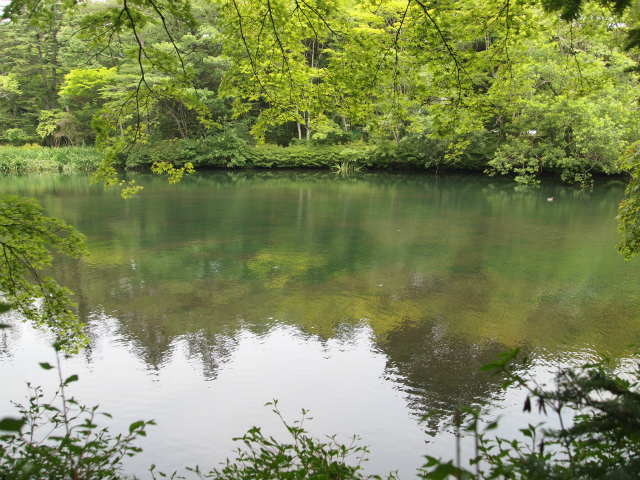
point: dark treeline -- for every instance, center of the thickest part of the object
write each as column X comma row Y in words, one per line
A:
column 519, row 92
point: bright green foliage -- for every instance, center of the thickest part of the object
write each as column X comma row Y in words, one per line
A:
column 27, row 239
column 37, row 159
column 601, row 441
column 59, row 439
column 629, row 209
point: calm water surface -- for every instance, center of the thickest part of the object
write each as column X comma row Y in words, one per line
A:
column 369, row 300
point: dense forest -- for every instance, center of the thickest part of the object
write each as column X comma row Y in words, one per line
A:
column 505, row 87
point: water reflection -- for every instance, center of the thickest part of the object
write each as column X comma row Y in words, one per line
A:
column 370, row 300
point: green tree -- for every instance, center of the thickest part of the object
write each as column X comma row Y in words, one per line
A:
column 27, row 240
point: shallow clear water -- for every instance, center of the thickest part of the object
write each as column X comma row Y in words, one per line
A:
column 369, row 300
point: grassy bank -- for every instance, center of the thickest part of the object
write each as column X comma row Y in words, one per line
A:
column 37, row 159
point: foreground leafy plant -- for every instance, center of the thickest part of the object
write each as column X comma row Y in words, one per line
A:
column 304, row 458
column 27, row 240
column 601, row 441
column 59, row 439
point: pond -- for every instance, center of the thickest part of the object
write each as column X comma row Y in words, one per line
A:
column 369, row 300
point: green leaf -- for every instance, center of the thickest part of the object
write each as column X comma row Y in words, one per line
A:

..........

# What you have to do
Copy these lines word for word, leaving out the picture.

# Answer for this exercise
point: dark treeline -- for every instance, center of the thickest part of the object
write each as column X comma row Y in words, one per line
A:
column 519, row 92
point: bright green foliage -- for every instance, center of the thickest part of the object
write each as column X comma row Y in words, one per line
A:
column 27, row 239
column 37, row 159
column 601, row 441
column 59, row 439
column 629, row 209
point: calm water surface -- for every instance, center of the thickest part of the object
write each as column X comma row Y in words, one per line
A:
column 369, row 300
point: dense forest -- for every instance, center of the thickest part of the object
write each as column X comma row Y in words, one per line
A:
column 505, row 87
point: water reflection -- for every instance, center of the thickest part of the object
write each as column X comma row Y in words, one per line
A:
column 370, row 300
point: green tree -- for every instance, center of the thickest part of the object
write each as column X comma row Y in words, one per line
A:
column 27, row 240
point: shallow clear water -- for every instance, center of the thickest part of the object
write each as column X comma row Y in words, one per line
A:
column 369, row 300
point: grassy bank -- for every instance, center of the thickest part of the object
write each as column X comma row Y in words, one per line
A:
column 37, row 159
point: foreground leafy plant -- for every instance, center of the thickest part of the object
write each as column X comma row Y in words, one per line
A:
column 304, row 458
column 27, row 240
column 601, row 441
column 59, row 439
point: pond -- for every instance, center of the thickest part of the object
write each as column X comma row Y in words, one per line
A:
column 369, row 300
point: green leaf -- for every instance, center of the thickest part of the object
write each as column X comma row Y in words, one per line
A:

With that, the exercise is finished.